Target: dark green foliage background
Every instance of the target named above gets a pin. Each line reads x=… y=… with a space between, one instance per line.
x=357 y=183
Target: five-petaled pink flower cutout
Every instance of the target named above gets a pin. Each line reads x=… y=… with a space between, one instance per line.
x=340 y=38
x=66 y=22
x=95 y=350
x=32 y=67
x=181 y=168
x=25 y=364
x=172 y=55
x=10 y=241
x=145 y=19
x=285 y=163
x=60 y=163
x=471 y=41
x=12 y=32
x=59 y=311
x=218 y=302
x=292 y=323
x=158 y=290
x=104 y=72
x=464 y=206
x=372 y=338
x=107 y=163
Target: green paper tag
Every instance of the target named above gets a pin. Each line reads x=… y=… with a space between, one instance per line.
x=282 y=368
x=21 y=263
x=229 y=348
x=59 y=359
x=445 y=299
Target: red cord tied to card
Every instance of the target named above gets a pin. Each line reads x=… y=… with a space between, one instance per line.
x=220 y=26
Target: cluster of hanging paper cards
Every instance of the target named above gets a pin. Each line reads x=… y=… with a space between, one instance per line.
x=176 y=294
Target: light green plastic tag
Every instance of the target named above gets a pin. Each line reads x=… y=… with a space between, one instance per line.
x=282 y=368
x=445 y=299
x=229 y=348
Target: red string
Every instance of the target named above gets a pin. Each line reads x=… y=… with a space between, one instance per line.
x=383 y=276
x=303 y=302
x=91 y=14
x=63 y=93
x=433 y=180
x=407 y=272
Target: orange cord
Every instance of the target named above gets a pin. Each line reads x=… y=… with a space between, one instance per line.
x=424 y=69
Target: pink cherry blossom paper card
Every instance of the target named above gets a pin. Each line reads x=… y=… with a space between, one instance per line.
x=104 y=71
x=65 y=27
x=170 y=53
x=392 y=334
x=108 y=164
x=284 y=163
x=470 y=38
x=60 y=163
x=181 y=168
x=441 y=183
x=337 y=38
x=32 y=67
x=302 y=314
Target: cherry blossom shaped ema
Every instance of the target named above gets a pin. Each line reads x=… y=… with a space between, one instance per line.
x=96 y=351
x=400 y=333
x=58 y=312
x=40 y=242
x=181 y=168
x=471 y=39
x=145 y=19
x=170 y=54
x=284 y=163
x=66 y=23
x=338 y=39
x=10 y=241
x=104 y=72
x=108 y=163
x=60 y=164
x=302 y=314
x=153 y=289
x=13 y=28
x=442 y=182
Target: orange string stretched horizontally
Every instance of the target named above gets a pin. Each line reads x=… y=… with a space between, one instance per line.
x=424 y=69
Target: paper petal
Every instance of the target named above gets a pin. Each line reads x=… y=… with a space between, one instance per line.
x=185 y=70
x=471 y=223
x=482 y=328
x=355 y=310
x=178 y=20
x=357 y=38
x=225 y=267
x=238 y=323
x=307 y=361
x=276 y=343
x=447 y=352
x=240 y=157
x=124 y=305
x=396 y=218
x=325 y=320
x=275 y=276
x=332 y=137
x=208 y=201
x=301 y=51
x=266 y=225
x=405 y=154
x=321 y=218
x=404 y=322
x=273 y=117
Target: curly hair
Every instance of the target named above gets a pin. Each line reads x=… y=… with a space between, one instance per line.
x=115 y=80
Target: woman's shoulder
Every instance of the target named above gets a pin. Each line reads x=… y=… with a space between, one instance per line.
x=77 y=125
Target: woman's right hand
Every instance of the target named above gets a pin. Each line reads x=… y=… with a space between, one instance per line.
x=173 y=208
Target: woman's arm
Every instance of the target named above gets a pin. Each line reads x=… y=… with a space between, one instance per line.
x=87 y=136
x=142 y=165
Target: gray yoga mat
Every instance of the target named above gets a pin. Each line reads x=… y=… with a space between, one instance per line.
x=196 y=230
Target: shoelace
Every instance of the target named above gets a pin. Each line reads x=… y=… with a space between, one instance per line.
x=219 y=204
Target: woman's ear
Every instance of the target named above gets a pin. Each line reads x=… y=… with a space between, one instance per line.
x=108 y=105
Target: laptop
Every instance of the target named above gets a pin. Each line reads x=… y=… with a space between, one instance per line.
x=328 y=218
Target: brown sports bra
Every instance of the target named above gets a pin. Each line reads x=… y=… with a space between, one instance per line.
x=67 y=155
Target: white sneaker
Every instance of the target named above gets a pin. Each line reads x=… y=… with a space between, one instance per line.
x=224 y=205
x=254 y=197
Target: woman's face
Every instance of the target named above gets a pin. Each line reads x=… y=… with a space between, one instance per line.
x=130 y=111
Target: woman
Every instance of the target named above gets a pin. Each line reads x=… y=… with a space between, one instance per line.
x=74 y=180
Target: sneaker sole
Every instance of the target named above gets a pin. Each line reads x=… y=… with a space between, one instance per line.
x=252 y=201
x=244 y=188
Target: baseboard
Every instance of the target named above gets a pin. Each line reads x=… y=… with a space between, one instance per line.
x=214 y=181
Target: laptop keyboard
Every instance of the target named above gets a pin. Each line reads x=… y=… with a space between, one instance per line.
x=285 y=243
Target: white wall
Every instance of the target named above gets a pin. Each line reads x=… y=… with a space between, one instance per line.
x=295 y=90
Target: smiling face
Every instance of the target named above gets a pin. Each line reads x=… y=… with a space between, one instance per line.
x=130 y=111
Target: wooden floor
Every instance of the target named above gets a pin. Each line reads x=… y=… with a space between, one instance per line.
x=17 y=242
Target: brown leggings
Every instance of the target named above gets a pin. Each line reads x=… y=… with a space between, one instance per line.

=== The task ===
Starting at the line that contains "Target: white wall" and ending with the last line of the items above, write out every line again, request lines included, and add -149 to each x and y coordinate in the answers.

=== Task solution ===
Target: white wall
Every instance of the target named above gets a pin. Each line reads x=… y=… with a space between, one instance per line.
x=146 y=-59
Target: smiling face
Every instance of the target named above gets a pin. Each line reads x=… y=… with a space between, one instance per line.
x=-19 y=-38
Target: wooden floor
Every instance of the target named above gets a pin. Each line reads x=… y=… with a space between, one instance per line.
x=-132 y=93
Target: brown leggings
Every instance of the target named above gets a pin. Each line reads x=… y=… with a space between, one instance per line.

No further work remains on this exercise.